RECORDS PROVIDED:
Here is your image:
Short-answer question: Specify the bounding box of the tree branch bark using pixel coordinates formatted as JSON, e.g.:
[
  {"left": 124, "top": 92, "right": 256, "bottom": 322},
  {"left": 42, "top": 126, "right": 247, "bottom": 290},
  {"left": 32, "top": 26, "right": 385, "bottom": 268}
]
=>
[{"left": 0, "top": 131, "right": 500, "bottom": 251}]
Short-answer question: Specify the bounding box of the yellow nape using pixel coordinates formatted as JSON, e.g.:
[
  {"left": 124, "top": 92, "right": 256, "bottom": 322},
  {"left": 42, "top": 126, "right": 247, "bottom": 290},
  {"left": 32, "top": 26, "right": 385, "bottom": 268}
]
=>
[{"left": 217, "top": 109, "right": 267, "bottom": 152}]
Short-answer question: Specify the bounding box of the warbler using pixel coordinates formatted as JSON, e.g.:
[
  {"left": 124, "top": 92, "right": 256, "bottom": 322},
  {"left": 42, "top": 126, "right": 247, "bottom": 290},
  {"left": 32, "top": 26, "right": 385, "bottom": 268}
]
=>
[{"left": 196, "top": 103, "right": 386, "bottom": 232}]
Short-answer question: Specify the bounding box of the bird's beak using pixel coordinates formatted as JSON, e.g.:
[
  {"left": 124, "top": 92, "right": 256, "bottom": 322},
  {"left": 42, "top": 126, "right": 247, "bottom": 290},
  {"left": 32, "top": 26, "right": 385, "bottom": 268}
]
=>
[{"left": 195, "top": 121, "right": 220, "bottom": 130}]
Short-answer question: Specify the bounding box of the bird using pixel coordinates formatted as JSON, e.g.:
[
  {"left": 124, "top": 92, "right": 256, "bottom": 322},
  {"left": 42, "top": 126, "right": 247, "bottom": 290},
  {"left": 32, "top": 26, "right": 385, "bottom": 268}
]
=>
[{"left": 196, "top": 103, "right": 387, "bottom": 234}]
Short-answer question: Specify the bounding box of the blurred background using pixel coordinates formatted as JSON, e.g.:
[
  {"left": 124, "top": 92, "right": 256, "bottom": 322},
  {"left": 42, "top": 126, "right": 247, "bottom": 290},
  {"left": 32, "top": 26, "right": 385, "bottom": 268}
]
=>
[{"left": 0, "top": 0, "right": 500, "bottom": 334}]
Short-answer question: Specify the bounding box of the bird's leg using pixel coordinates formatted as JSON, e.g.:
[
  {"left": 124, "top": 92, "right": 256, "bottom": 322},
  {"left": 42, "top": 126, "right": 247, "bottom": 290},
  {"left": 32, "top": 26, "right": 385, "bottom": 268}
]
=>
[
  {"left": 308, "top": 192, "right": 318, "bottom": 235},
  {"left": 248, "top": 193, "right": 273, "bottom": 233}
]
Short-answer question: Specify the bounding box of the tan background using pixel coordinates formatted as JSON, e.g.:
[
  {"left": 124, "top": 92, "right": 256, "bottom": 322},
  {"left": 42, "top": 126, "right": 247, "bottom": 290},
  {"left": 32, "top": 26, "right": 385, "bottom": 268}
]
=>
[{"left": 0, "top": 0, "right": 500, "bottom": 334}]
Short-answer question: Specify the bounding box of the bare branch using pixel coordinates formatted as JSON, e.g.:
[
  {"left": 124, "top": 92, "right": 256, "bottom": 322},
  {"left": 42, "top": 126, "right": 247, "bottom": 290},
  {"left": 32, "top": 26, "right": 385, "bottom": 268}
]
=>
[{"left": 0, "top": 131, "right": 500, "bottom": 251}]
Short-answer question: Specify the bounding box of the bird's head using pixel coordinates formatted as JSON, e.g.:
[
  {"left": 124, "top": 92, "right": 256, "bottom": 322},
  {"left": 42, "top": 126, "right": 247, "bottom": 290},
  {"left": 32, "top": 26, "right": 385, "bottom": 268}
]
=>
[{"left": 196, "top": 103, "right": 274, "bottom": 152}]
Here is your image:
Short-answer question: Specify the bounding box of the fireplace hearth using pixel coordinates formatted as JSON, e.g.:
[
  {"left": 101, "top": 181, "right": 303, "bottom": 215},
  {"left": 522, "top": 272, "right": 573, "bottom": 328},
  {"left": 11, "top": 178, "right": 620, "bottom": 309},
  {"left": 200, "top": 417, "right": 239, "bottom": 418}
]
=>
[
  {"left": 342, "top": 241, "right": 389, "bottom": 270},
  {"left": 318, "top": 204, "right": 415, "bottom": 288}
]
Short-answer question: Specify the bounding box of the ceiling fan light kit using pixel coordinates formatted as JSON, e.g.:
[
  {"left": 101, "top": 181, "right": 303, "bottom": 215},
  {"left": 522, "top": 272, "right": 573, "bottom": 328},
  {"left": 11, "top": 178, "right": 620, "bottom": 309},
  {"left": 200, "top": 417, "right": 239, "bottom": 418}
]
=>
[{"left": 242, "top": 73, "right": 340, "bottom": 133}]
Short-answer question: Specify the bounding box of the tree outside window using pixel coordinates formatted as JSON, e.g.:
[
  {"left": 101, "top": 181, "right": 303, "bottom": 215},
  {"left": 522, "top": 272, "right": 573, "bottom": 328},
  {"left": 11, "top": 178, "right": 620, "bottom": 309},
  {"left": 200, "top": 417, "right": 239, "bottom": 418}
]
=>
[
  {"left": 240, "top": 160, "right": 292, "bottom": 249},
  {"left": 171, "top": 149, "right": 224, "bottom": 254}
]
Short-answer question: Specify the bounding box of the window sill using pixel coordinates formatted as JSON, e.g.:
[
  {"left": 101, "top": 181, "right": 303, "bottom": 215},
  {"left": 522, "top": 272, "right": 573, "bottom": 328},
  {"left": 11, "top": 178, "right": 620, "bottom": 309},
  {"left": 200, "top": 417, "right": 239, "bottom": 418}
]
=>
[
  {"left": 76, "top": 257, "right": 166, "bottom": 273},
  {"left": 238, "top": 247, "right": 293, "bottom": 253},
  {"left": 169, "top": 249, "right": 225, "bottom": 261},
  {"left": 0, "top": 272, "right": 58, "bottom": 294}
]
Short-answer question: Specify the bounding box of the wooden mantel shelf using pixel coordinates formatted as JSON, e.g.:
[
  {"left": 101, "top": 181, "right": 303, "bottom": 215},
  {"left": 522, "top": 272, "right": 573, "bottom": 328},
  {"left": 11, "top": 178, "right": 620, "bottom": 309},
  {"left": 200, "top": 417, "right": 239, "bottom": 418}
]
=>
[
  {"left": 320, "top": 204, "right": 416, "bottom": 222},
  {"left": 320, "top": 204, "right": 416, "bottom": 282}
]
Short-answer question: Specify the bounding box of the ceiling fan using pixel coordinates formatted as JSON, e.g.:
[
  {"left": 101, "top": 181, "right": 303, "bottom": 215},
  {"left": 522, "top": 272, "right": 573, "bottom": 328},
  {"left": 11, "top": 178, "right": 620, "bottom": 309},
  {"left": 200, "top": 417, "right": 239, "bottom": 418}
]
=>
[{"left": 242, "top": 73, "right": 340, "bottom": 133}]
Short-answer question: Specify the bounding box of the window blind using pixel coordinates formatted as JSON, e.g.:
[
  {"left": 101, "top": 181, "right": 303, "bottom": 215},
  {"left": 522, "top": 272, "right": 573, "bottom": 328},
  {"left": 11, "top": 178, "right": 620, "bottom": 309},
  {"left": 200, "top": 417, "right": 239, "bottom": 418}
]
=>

EXERCISE AIM: Select each line above that contains the word "tree" and reproduce those lines in their original order.

WRITTEN SOLUTION:
Short-answer question: Specify the bounding box of the tree branch bark using pixel coordinates formatted as JSON, e.g.:
Short-answer question: Specify the bounding box of the tree outside window using pixel coordinates formatted as JSON, e.g.:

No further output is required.